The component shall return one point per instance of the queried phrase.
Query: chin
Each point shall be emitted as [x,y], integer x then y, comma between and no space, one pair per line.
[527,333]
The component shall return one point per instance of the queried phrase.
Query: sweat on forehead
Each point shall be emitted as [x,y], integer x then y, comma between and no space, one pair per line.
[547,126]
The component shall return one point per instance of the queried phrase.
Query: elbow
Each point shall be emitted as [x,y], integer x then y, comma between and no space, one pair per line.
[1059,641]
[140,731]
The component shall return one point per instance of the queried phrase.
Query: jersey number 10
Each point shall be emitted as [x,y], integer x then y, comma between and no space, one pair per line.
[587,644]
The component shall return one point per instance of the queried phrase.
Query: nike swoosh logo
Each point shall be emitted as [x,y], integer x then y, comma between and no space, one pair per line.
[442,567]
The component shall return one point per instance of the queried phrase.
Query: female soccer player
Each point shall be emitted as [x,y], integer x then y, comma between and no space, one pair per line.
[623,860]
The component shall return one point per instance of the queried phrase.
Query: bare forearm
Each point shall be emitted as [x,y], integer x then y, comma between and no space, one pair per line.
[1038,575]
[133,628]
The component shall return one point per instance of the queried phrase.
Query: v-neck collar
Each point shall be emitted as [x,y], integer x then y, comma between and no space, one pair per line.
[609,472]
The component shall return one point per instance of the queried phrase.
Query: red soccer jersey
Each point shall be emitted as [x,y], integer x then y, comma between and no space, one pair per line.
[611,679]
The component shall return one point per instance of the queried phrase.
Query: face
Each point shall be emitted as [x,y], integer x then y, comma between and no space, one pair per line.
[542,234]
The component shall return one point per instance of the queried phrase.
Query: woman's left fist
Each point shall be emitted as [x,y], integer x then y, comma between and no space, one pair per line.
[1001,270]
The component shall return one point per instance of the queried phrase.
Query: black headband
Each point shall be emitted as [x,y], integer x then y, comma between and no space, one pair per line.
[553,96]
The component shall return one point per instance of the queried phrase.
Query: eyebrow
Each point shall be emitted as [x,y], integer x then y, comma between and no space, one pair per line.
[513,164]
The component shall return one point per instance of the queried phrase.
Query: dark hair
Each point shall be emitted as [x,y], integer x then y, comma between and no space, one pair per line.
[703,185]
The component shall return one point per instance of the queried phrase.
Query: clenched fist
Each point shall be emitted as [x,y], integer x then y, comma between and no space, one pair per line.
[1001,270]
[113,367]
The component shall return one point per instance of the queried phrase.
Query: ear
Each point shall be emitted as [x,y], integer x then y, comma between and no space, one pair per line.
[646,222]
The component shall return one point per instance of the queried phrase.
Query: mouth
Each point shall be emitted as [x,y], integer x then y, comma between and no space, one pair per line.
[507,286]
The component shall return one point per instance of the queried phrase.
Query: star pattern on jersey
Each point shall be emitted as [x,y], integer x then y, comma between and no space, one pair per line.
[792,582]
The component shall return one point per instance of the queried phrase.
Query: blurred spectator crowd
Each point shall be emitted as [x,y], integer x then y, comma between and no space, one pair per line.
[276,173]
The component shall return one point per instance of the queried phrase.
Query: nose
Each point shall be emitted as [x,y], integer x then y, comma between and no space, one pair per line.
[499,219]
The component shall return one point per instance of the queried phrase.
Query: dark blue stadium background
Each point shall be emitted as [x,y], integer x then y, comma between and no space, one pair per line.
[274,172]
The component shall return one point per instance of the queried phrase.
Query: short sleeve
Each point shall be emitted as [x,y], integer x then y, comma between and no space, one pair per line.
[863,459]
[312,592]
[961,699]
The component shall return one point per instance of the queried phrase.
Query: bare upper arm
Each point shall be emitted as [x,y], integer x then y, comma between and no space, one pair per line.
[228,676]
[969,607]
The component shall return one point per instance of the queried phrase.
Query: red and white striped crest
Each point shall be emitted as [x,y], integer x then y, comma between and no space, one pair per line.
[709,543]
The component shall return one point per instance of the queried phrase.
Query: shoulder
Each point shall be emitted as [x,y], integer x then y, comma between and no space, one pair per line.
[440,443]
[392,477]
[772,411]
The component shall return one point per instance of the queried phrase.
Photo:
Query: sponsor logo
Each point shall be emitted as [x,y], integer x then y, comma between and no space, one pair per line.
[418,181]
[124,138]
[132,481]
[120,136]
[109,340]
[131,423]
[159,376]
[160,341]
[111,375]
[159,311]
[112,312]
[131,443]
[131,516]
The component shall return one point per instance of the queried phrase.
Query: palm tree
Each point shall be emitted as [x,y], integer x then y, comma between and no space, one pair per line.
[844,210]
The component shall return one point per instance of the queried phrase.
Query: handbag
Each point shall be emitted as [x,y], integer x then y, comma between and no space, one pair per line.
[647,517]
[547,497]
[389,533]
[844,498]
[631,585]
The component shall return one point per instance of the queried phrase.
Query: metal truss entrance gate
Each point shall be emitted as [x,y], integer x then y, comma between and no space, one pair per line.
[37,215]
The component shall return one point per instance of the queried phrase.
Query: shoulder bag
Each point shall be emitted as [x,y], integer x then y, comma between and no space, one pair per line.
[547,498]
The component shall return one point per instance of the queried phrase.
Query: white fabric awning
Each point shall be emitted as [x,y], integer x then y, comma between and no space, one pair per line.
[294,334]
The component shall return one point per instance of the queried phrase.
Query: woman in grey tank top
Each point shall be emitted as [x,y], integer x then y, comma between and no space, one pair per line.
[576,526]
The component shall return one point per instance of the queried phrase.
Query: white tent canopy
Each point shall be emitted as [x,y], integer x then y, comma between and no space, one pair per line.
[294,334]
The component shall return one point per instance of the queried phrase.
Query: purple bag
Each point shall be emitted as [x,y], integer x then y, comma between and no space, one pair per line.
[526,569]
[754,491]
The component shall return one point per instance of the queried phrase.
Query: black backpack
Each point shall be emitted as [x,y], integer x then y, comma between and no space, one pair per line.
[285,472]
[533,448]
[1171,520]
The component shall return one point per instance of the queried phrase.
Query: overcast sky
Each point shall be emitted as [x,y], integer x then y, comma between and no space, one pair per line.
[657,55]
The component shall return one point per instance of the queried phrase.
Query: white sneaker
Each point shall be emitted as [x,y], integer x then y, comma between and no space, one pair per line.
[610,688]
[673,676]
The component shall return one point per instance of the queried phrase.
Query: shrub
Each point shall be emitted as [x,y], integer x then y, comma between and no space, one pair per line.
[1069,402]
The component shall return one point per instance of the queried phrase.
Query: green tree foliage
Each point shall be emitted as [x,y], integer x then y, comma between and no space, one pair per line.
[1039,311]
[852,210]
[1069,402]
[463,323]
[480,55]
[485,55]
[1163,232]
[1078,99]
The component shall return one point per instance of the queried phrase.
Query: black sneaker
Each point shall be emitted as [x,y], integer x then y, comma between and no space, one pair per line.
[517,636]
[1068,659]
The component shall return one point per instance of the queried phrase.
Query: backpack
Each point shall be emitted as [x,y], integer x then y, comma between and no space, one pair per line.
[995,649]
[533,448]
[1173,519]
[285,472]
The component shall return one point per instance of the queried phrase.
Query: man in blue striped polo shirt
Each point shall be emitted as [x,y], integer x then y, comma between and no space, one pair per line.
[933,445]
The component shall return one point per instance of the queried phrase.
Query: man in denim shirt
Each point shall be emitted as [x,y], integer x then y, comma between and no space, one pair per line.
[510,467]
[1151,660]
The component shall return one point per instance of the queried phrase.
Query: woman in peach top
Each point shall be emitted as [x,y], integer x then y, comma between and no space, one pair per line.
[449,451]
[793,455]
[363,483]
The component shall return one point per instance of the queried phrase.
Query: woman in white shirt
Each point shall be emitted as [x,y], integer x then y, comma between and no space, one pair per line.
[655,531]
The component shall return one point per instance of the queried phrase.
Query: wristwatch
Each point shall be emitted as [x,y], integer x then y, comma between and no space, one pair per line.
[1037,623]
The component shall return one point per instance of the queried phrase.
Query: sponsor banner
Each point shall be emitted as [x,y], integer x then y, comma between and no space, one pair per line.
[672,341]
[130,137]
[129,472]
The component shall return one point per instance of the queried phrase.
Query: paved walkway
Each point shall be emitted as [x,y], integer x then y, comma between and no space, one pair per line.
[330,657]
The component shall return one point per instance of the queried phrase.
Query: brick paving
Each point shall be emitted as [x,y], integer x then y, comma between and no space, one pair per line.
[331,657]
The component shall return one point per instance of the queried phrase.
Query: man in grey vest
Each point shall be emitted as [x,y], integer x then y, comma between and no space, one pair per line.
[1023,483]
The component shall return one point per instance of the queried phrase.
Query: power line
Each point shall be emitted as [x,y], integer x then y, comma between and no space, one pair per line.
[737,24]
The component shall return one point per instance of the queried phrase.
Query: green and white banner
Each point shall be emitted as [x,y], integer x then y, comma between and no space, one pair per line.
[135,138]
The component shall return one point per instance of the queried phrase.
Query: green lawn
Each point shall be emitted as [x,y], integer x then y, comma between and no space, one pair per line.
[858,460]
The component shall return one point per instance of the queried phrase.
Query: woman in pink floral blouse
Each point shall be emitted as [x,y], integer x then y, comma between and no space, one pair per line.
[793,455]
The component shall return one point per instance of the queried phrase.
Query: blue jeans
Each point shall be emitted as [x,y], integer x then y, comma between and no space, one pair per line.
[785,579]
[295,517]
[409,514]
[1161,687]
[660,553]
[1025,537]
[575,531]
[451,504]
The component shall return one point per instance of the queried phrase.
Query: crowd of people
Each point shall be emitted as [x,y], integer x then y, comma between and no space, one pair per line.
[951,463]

==============================

Which lines of the listing above contain the word "white"? Pull out each of those lines and copy it in full, keeping the original order.

Query: red and white striped crest
Query: white fabric awning
Query: white tent canopy
Query: white sneaker
Query: woman in white shirt
Query: green and white banner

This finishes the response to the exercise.